Your answer should be one number, the count of lines in the data that hold "this".

**Natural language region descriptions**
= = = = = = =
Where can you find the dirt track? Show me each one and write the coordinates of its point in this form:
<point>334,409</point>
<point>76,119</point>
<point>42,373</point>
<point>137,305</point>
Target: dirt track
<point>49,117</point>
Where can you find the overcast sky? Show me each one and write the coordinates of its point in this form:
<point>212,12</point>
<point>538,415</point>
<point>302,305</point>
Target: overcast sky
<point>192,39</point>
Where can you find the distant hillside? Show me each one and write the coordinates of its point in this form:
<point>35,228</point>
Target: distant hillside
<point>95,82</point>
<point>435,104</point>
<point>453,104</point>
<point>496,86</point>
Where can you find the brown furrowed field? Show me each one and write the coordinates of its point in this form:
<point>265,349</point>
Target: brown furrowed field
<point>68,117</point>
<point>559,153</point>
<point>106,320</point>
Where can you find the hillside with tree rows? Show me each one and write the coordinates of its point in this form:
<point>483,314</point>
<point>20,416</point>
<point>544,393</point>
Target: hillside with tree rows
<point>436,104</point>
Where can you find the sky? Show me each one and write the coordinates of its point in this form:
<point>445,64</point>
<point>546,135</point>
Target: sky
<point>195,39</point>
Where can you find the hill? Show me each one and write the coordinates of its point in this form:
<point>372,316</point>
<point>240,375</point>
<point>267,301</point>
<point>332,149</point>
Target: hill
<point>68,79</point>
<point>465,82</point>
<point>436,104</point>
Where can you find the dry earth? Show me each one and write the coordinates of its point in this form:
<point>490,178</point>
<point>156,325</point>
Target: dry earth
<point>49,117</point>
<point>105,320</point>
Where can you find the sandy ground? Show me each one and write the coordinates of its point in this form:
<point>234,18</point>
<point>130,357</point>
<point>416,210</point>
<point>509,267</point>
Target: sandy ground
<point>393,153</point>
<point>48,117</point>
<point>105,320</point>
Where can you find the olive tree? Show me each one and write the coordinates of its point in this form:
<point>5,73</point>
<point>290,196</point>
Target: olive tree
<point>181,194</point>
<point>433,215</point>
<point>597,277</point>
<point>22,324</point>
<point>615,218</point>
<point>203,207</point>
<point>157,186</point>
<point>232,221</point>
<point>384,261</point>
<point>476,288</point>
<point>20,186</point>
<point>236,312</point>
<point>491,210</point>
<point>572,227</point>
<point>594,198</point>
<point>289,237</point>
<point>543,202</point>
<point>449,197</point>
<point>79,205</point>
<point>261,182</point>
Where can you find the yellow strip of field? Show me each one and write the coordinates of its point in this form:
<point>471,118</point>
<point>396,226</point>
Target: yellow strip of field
= = = = = = =
**Written solution**
11